### SOURCE DOCUMENT
Socrates admires and envies the rhapsode’s art; for he is
always well dressed and in good company-in the company of
good poets and of Homer, who is the prince of them. In the
course of conversation the admission is elicited from Ion
that his skill is restricted to Homer, and that he knows
nothing of inferior poets, such as Hesiod and
Archilochus;--he brightens up and is wide awake when Homer
is being recited, but is apt to go to sleep at the
recitations of any other poet. ‘And yet, surely, he who
knows the superior ought to know the inferior also;--he who
can judge of the good speaker is able to judge of the bad.
And poetry is a whole; and he who judges of poetry by rules
of art ought to be able to judge of all poetry.’ This is
confirmed by the analogy of sculpture, painting,
flute-playing, and the other arts. The argument is at last
brought home to the mind of Ion, who asks how this
contradiction is to be solved. The solution given by
Socrates is as follows:--
The rhapsode is not guided by rules of art, but is an
inspired person who derives a mysterious power from the
poet; and the poet, in like manner, is inspired by the God.

### PROBLEMS AND TASKS
1. According to the passage on Socrates and Ion, which two inferior poets does Ion admit he knows nothing of?
2. Carry on the passage on Socrates and Ion, starting after its last sentence.
The listing is taken from a source separate from the passage on Socrates and Ion.

### DATASET ENTRIES
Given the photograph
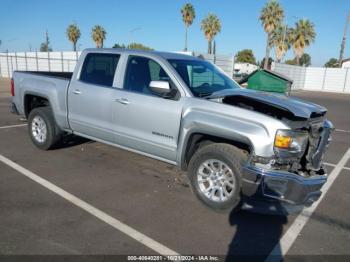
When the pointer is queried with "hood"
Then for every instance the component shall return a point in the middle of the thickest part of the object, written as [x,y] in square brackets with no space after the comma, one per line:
[251,99]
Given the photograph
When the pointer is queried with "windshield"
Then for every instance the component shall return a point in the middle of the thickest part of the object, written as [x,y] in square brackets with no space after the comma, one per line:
[202,77]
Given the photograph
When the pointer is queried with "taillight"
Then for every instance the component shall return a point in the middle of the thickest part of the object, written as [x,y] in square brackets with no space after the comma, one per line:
[12,87]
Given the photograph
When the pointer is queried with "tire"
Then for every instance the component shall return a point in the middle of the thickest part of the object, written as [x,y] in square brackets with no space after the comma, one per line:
[42,128]
[217,166]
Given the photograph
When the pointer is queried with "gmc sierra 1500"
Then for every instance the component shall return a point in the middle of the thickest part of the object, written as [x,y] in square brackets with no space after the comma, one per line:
[238,146]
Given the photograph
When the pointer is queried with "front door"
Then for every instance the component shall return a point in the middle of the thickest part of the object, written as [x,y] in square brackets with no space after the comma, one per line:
[147,122]
[90,100]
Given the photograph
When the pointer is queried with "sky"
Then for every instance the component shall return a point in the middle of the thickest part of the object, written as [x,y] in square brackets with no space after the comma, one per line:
[158,24]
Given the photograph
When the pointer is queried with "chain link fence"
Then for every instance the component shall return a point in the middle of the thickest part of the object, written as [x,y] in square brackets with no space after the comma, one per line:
[37,61]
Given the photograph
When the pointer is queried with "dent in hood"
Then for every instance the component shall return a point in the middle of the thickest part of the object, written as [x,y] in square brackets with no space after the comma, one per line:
[270,104]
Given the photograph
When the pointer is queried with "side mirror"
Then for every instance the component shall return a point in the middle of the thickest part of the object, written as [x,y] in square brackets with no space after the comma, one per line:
[160,87]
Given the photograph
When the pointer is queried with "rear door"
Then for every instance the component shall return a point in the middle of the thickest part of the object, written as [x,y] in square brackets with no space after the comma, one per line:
[90,97]
[147,122]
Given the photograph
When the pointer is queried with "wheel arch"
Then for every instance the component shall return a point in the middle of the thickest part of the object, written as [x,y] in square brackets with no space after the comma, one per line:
[195,140]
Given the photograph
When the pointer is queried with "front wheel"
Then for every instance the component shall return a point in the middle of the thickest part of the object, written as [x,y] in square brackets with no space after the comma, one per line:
[215,173]
[42,128]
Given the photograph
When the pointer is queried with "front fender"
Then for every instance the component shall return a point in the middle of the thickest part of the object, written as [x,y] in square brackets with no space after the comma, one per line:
[232,123]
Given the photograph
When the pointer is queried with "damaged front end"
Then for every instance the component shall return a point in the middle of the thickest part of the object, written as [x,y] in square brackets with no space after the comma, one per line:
[289,183]
[294,176]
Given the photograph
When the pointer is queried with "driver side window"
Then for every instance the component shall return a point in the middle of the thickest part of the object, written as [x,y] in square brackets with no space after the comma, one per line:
[140,72]
[199,75]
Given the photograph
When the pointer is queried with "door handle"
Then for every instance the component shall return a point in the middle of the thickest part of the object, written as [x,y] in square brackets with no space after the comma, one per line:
[123,101]
[77,92]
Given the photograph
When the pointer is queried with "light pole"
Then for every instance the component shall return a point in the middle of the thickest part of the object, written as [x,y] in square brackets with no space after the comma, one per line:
[285,29]
[133,31]
[342,46]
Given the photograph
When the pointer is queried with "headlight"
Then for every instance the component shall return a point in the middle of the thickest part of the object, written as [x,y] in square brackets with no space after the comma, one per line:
[290,143]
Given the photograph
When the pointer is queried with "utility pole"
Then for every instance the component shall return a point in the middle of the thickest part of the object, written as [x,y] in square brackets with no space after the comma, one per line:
[342,47]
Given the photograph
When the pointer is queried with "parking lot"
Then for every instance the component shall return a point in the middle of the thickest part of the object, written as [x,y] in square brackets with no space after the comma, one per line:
[87,198]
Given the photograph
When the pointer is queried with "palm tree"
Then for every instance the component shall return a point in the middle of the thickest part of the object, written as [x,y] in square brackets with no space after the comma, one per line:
[211,26]
[98,34]
[188,15]
[271,16]
[280,38]
[73,34]
[301,37]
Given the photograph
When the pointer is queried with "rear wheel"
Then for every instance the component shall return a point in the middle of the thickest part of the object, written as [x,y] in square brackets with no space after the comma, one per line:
[215,173]
[43,129]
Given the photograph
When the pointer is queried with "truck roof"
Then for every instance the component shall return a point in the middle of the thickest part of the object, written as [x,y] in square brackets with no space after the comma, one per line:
[164,55]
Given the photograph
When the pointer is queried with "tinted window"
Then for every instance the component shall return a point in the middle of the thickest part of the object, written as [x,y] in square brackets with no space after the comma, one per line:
[99,69]
[202,77]
[140,72]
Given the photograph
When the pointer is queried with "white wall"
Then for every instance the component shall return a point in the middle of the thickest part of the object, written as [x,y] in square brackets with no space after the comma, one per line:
[316,78]
[245,68]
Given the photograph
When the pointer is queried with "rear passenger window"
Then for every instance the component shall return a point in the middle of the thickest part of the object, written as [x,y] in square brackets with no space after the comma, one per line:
[140,72]
[99,69]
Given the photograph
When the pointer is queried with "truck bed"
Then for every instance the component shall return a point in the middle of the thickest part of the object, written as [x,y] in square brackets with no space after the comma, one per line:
[65,75]
[52,86]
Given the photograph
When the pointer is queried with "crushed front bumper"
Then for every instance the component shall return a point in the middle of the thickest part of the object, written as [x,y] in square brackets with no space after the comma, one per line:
[280,191]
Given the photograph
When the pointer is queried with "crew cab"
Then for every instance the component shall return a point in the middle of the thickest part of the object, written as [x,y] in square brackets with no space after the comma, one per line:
[240,148]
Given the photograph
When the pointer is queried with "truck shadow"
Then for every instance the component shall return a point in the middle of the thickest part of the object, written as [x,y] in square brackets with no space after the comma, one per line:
[70,140]
[256,235]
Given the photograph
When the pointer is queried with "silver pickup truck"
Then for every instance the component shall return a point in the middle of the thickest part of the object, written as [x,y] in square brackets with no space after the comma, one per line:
[240,148]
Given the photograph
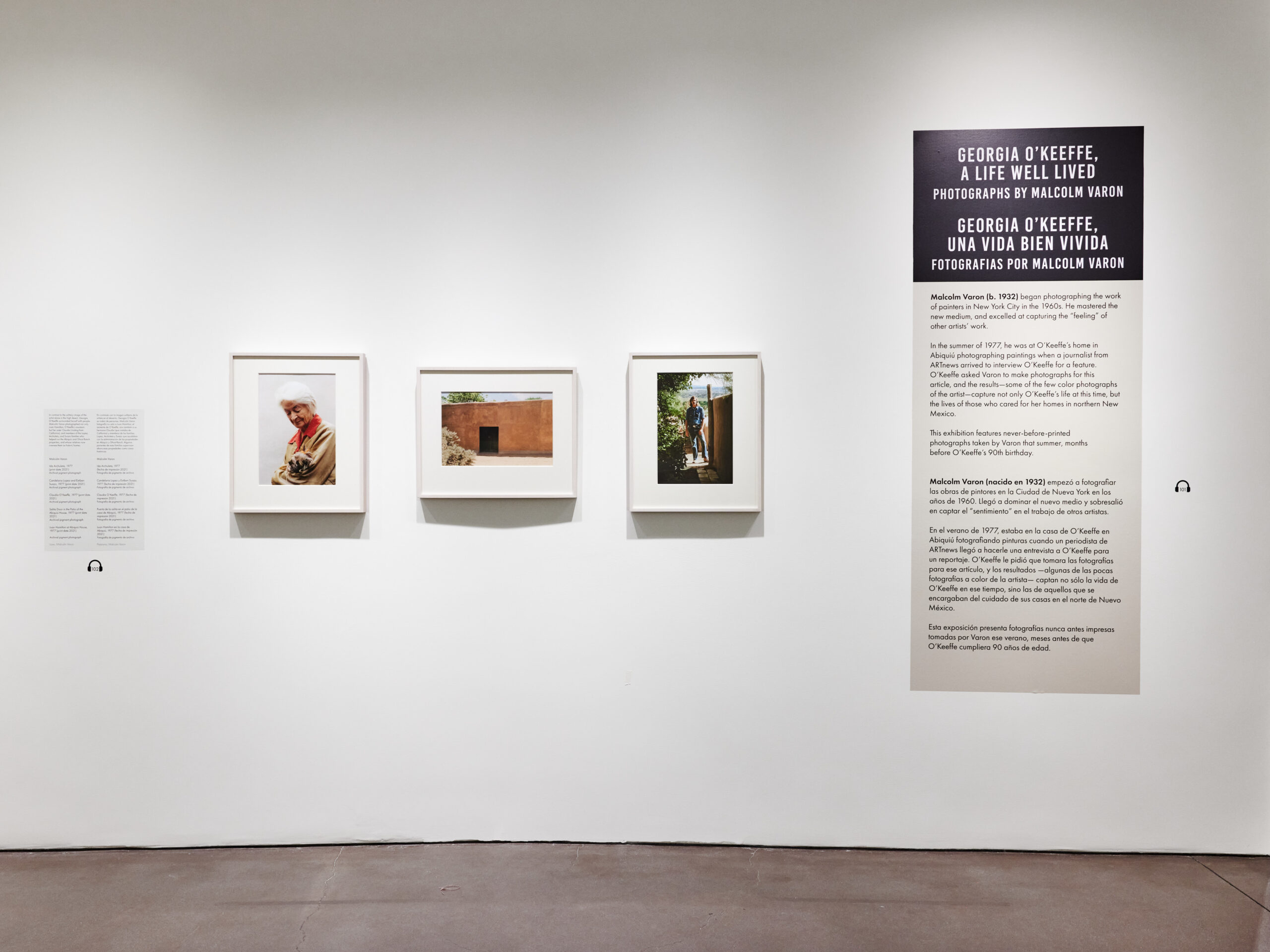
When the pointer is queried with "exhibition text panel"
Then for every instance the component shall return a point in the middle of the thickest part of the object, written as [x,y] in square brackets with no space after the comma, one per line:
[1026,411]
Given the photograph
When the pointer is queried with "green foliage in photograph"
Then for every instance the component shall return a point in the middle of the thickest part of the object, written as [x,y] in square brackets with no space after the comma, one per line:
[452,454]
[670,429]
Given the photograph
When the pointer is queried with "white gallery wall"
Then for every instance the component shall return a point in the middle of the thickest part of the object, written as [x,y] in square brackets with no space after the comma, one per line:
[559,184]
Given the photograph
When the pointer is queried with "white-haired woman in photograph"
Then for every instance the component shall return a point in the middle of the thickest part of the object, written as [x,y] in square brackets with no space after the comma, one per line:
[310,455]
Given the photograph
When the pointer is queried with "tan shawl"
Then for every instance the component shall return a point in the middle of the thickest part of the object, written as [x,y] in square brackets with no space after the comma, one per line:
[321,447]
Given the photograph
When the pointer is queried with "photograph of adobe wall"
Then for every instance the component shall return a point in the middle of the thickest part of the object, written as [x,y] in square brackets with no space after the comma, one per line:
[497,429]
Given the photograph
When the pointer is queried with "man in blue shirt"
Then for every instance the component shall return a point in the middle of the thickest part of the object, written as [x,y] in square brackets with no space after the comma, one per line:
[694,419]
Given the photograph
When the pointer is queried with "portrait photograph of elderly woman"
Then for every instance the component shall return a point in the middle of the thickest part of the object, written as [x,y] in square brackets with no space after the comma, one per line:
[298,429]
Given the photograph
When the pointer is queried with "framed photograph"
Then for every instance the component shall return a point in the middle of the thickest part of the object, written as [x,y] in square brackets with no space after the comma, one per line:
[497,433]
[695,429]
[286,412]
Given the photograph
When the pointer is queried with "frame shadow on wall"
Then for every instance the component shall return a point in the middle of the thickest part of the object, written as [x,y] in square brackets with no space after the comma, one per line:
[694,525]
[300,526]
[496,513]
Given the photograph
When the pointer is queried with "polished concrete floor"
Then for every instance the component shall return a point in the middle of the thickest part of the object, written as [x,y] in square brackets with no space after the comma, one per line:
[486,898]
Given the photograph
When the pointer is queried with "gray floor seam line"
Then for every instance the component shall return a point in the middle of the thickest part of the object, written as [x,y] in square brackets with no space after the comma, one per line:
[1228,883]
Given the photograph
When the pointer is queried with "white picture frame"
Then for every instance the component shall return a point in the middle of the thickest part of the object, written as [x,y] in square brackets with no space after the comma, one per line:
[743,489]
[520,473]
[254,431]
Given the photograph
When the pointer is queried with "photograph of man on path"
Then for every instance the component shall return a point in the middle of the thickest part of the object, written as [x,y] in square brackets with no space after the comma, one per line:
[694,418]
[694,428]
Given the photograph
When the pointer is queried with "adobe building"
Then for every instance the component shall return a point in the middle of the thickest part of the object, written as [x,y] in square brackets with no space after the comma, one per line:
[506,428]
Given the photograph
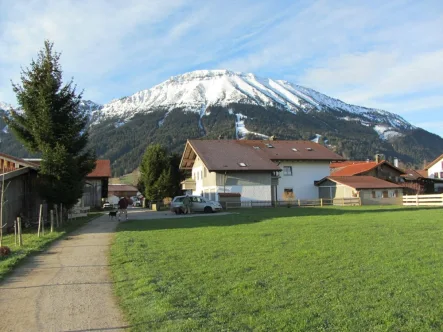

### RESPONSES BY TASK
1. Hesiod and Archilochus.

2.
The poets and their interpreters may be compared to a chain
of magnetic rings suspended from one another, and from a
magnet. The magnet is the Muse, and the ring which
immediately follows is the poet himself; from him are
suspended other poets; there is also a chain of rhapsodes
and actors, who also hang from the Muses, but are let down
at the side; and the last ring of all is the spectator. The
poet is the inspired interpreter of the God, and this is
the reason why some poets, like Homer, are restricted to a
single theme, or, like Tynnichus, are famous for a single
poem; and the rhapsode is the inspired interpreter of the
poet, and for a similar reason some rhapsodes, like Ion,
are the interpreters of single poets.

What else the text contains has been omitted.